BEGIN Data for review

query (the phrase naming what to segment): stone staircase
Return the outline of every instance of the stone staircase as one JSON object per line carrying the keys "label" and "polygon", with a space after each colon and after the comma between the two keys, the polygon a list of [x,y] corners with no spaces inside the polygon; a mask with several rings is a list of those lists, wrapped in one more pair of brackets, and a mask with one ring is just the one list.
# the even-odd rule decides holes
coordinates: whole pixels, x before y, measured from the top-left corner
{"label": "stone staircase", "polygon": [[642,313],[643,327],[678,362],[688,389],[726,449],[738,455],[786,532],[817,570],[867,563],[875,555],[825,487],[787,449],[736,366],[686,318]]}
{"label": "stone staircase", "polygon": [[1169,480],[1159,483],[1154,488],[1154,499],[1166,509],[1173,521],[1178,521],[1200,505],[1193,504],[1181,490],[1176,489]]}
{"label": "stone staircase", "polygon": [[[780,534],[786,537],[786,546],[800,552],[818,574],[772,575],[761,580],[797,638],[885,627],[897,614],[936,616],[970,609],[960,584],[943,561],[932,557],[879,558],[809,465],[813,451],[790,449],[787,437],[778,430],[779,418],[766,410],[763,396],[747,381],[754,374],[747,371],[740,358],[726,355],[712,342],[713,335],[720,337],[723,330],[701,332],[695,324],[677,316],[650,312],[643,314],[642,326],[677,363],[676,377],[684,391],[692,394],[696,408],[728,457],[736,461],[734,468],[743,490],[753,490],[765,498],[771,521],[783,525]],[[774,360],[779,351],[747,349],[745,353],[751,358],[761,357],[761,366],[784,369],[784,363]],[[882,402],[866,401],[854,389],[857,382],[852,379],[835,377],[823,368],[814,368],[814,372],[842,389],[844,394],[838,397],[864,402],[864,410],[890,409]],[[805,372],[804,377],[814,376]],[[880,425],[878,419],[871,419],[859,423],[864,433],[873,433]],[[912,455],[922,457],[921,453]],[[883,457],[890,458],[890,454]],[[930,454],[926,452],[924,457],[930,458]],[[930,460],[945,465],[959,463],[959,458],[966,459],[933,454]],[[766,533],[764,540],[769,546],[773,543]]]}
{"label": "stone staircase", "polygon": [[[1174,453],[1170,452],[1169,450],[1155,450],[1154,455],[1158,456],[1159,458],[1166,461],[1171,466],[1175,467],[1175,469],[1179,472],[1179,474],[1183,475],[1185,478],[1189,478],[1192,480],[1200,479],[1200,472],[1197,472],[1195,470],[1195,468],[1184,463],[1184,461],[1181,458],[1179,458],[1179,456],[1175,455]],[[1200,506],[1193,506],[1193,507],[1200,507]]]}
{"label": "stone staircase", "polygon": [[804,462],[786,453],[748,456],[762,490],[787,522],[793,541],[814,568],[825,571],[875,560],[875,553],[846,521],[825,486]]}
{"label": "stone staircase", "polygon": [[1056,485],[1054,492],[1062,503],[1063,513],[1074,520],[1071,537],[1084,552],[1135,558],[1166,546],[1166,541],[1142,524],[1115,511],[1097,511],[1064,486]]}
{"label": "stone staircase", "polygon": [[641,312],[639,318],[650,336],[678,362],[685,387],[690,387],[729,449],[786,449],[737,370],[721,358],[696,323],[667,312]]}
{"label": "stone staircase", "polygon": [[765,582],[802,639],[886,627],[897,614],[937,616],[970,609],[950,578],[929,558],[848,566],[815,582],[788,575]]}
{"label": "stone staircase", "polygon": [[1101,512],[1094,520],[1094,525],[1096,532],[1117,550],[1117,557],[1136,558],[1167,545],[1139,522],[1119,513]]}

END Data for review

(Assignment) Once you find the line with "Return the outline" in the entries above, output it and each line after it up to and including the line with "# the even-odd rule decides holes", and nothing else.

(Exercise answer)
Return the outline of every instance of the stone staircase as one JSON object per line carrying the keys "label" and "polygon", with a space after each colon and after the comma between the two keys, the polygon a list of [x,y] corners with no spaces inside the polygon; a mask with several rings is a list of those lists, wrapped in one more pair of brackets, and a mask with one ring is just the one list.
# the even-odd rule decides holes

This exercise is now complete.